Articulação política popular e a presença nas ruas serão fundamentais para barrar projetos pelos quais o movimento negro será exigido pela História, caso do pacote criminoso de Sérgio Moro

Foto: Juliana Nascimento | Coletivo Nuvem Negra

Nunca na História brasileira o debate sobre raça e racismo esteve tão em evidência. Nunca tivemos tantas pessoas reconhecidas por importantes canais de comunicação, com a possibilidade de construção de diálogo com a sociedade e com o nosso povo. Temos uma possibilidade real, pela internet, de conversar com pretas e pretos com quem nunca antes conversamos.

Ao mesmo tempo, vivemos uma grande dificuldade de construção em grupo, de articulação de movimentos sociais com possibilidade de mobilizar o povo e as ruas. Quantas são as entidades e movimentos sociais negros de massa que temos hoje?

No momento em que colocamos em pauta a necessidade das esquerdas voltarem para as bases, nós, que somos a base, precisamos organizar e articular nosso povo. Diante da conjuntura atual é essencial que tenhamos organizações e grupos fortes para o enfrentamento político.

Ficou evidente, durante esses momentos turbulentos vividos pelo país, que o ritmo da política institucional é ditado pelas ruas e pela intensidade da pressão popular. Isso vale para o campo progressista e conservador. Grandes manifestações em apoio a Jair Bolsonaro (PSL) são utilizadas para acelerar a aprovação de medidas, normalmente violentas contras nós, povo negro.

Por outro lado, centrais sindicais e grandes frentes progressistas tiveram e têm um papel importante para a defesa dos poucos direitos trabalhistas ainda restantes. É provável que, se aprovada, a reforma da previdência terá de ceder em importantes aspectos por conta da pressão popular.

Como raça estrutura a realidade brasileira – o que faz do racismo o pano de fundo de todos os problemas sociais do país – pode-se afirmar sem medo de errar que mulheres e homens negros serão os mais prejudicados com a aprovação da reforma da previdência e do pacote criminoso de Sérgio Moro.

No primeiro caso, porém, há e haverá uma articulação consistente por parte das centrais sindicais, movimento histórico e muito mais estruturado do que aquelas e aqueles que são e serão a linha de frente na resistência ao projeto de segurança pública: o campo dos direitos humanos e em especial o movimento negro.

Qual será a nossa força de articulação popular e de pôr nas ruas milhares de pessoas com o peso político que devemos dar diante de um projeto como esse? Mesmo que importantes, posts, tweets e campanhas virtuais não têm o poder de sozinhas pressionar qualquer governo. É necessário que haja povo na rua e trabalho de base permanente.

# Faça o seguinte:
[a] Responda, com base no texto fornecido:
(i) Segundo o texto, por qual meio existe hoje uma possibilidade real de conversar com pretas e pretos com quem nunca antes se conversou?
(ii) Quem, de acordo com o texto, serão os mais prejudicados com a aprovação da reforma da previdência e do pacote de Sérgio Moro?
(iii) Quem o texto aponta como linha de frente na resistência ao projeto de segurança pública?
[b] Prossiga o texto sobre o movimento negro e o pacote de Sérgio Moro a partir da frase "É necessário que haja povo na rua e trabalho de base permanente."

(Trecho de um conjunto de dados)
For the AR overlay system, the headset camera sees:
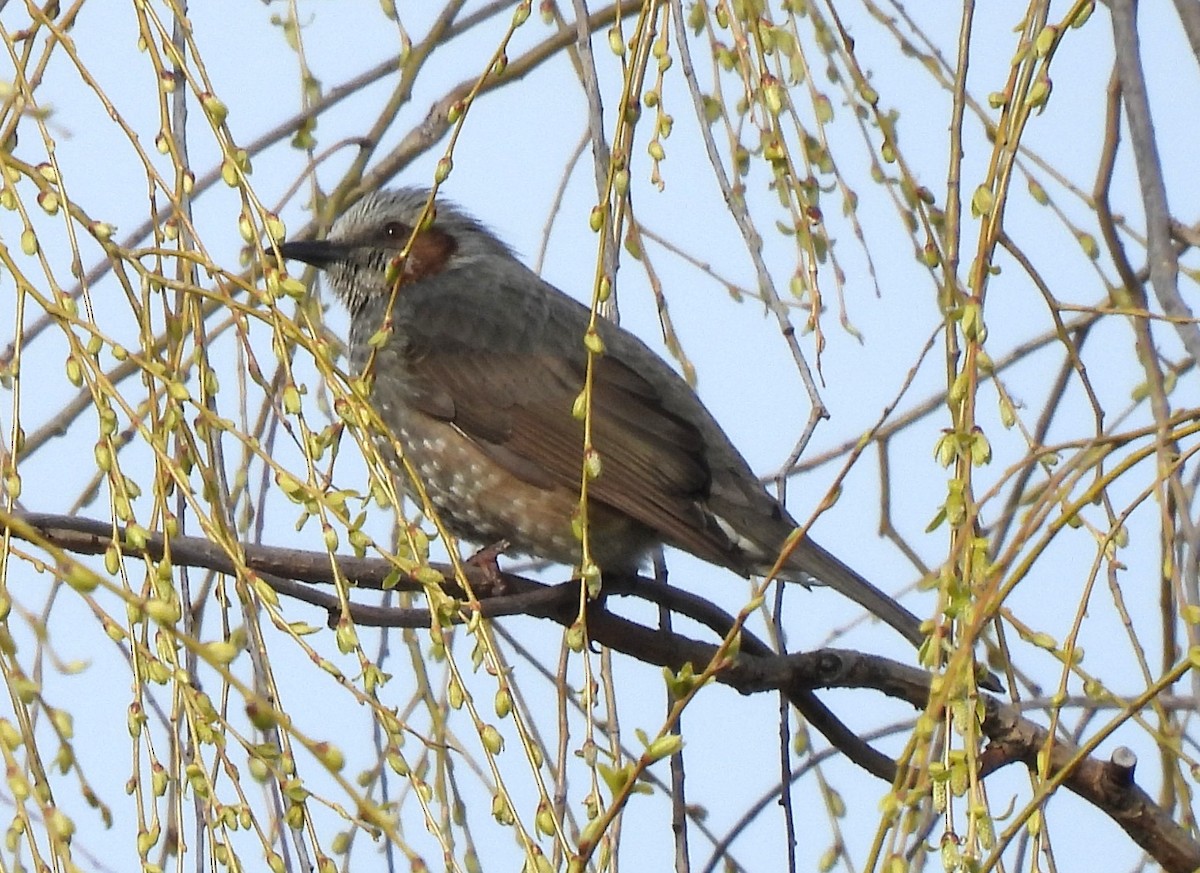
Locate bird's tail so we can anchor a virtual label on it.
[782,537,925,648]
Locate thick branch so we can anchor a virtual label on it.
[7,514,1200,873]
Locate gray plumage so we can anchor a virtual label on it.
[280,188,924,645]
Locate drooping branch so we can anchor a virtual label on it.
[5,513,1200,873]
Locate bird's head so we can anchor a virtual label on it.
[280,187,511,314]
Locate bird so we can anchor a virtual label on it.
[278,187,925,648]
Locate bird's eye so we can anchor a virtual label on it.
[383,222,413,242]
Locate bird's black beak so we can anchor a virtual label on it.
[280,240,348,269]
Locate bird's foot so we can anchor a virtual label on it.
[467,540,509,597]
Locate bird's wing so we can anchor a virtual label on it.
[377,275,736,566]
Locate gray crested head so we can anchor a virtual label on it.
[280,187,512,315]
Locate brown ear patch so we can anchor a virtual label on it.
[401,228,458,284]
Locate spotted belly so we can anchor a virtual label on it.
[376,414,654,572]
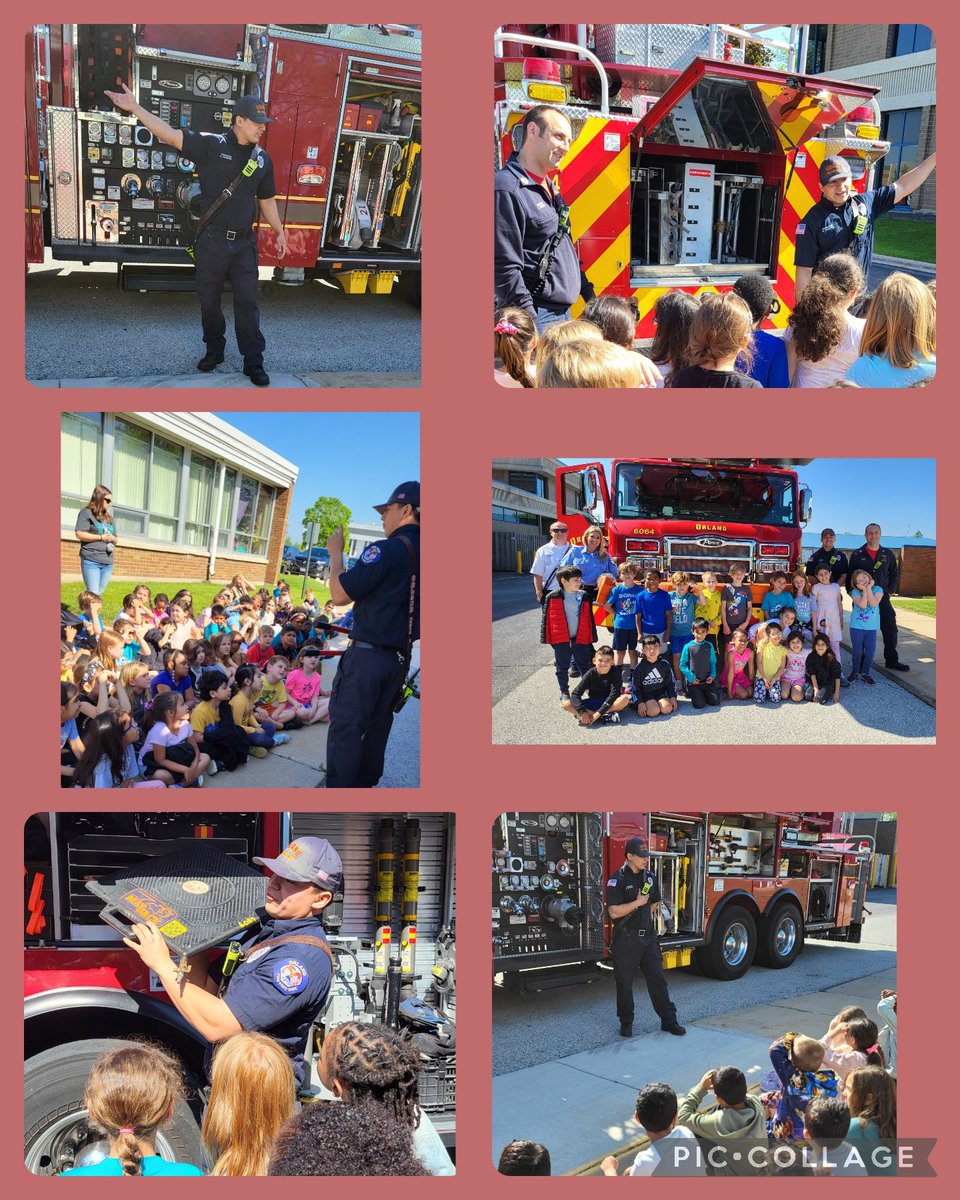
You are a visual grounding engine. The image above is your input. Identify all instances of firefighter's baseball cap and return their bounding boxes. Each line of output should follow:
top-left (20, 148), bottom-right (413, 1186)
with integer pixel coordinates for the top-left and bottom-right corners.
top-left (252, 838), bottom-right (343, 894)
top-left (820, 155), bottom-right (853, 187)
top-left (233, 96), bottom-right (270, 125)
top-left (373, 480), bottom-right (420, 516)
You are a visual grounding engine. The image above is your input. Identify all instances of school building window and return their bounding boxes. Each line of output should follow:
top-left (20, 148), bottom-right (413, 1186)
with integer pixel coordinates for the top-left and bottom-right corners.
top-left (880, 108), bottom-right (923, 200)
top-left (893, 25), bottom-right (934, 58)
top-left (60, 413), bottom-right (277, 558)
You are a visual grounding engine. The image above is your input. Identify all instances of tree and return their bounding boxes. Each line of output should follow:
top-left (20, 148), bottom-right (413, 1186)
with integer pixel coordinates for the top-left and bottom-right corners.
top-left (300, 496), bottom-right (350, 550)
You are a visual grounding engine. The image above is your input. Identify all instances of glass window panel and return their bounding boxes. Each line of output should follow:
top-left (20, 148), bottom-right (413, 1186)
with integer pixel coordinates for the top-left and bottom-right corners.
top-left (60, 413), bottom-right (101, 506)
top-left (113, 418), bottom-right (150, 509)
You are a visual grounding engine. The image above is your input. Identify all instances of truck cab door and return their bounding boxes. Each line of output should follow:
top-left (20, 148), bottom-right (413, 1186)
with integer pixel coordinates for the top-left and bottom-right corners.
top-left (557, 462), bottom-right (610, 545)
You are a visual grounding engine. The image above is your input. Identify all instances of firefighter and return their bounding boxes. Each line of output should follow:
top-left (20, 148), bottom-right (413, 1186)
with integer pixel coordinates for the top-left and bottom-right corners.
top-left (106, 84), bottom-right (287, 388)
top-left (806, 528), bottom-right (848, 588)
top-left (794, 154), bottom-right (937, 299)
top-left (493, 104), bottom-right (594, 332)
top-left (319, 480), bottom-right (420, 787)
top-left (847, 524), bottom-right (910, 671)
top-left (607, 838), bottom-right (686, 1038)
top-left (124, 838), bottom-right (343, 1090)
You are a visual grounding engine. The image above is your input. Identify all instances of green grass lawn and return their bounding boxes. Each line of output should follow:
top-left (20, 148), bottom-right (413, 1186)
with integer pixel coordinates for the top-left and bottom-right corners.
top-left (874, 218), bottom-right (937, 263)
top-left (60, 575), bottom-right (330, 619)
top-left (890, 596), bottom-right (937, 617)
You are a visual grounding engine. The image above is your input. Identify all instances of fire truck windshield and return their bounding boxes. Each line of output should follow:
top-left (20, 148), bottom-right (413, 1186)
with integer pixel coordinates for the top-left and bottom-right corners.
top-left (614, 462), bottom-right (797, 528)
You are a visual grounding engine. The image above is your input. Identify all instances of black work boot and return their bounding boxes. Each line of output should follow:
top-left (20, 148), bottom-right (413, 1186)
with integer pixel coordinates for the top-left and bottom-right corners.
top-left (244, 365), bottom-right (270, 388)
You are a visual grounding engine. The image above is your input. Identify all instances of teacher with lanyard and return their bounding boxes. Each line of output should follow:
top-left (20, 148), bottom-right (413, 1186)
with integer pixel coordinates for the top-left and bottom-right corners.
top-left (794, 154), bottom-right (937, 300)
top-left (74, 484), bottom-right (118, 599)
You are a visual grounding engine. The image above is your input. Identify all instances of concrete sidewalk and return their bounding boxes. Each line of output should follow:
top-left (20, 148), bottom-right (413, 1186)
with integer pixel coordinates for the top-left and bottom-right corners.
top-left (840, 592), bottom-right (937, 708)
top-left (26, 367), bottom-right (420, 394)
top-left (492, 970), bottom-right (896, 1175)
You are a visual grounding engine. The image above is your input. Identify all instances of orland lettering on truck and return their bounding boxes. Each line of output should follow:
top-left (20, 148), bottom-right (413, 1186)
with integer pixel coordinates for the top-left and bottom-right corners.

# Respostas:
[a]
(i) Pela internet.
(ii) Mulheres e homens negros.
(iii) O campo dos direitos humanos e, em especial, o movimento negro.

[b]
Se reunirmos toda a potência que acumulamos ao longo da história e principalmente a força da juventude negra que acessou espaços universitários seja via Prouni, Fies ou cotas raciais, podemos construir uma frente ao pacote de Sérgio Moro.

No plano recente, organizações do movimento negro têm se articulado em bloco para defender as cotas raciais e se posicionarem de maneira contrária ao pacote de Moro e à reforma da Previdência. Nesse fluxo se construiu agenda com o presidente da Câmara, Rodrigo Maia, com a Comissão Interamericana de Direitos Humanos (CIDH) e em breve com o presidente do Senado, Davi Alcolumbre.

São esses grupos do movimento negro que costumam participar de maneira ativa durante a construção de manifestações em São Paulo, sejam atos em repúdio ao assassinato de negros – como foi o caso de Evaldo dos Santos – em denúncia de violações de direitos, em proteção das cotas raciais e em datas importantes para o povo negro, como o 20 de Novembro.

Essas ações de incidência política e mesmo as manifestações têm, em partes, o sucesso balizado a partir da quantidade de gente que se coloca nas ruas.

Acredito que seja fundamental refutarmos uma perspectiva liberal de luta, na qual basta se posicionar pelas redes sociais e assim se conformar como militante. Para superar o individualismo, marca do sistema econômico e político capitalista, precisamos do coletivo.

Hoje, o máximo que conseguimos construir são grupos em números pequenos de pessoas. Ou temos indivíduos ativistas ou temos coletivos com no máximo 10 pessoas. Participar de grupo, coletivo ou construir rede exige enfrentar o diferente, discordar, construir, dialogar. É a construção na prática de uma sociedade democrática.

Na história do povo negro, nossas organizações políticas foram fundamentais para a nossa continuidade. Sempre nos aquilombamos e assim precisamos continuar a fazer. Palmares, a Frente Negra Brasileira e o Movimento Negro Unificado (MNU) foram e são marcos para a nossa existência.

Não faltam organizações e grupos aptos a receberem toda a nossa potência e construir uma defesa integral do nosso povo também nas ruas. A nível nacional, são inúmeras, caso do próprio MNU, Uneafro, Educafro, Reaja ou Será Morto, Círculo Palmarino, CONAQ, Renafro, entre muitas outras.

Sinto-me muito alegre em participar de redes nacionais do movimento negro, de grupos como Faremos Palmares de Novo, da Rede de Jornalistas das Periferias de São Paulo, além do próprio Alma Preta, portal de mídia negra.

Diante desse cenário violento e das muitas possibilidades de se articular em grupo em defesa do povo negro, o meu convite é: negrada, vamos compor, fortalecer nossas entidades ou construir novas?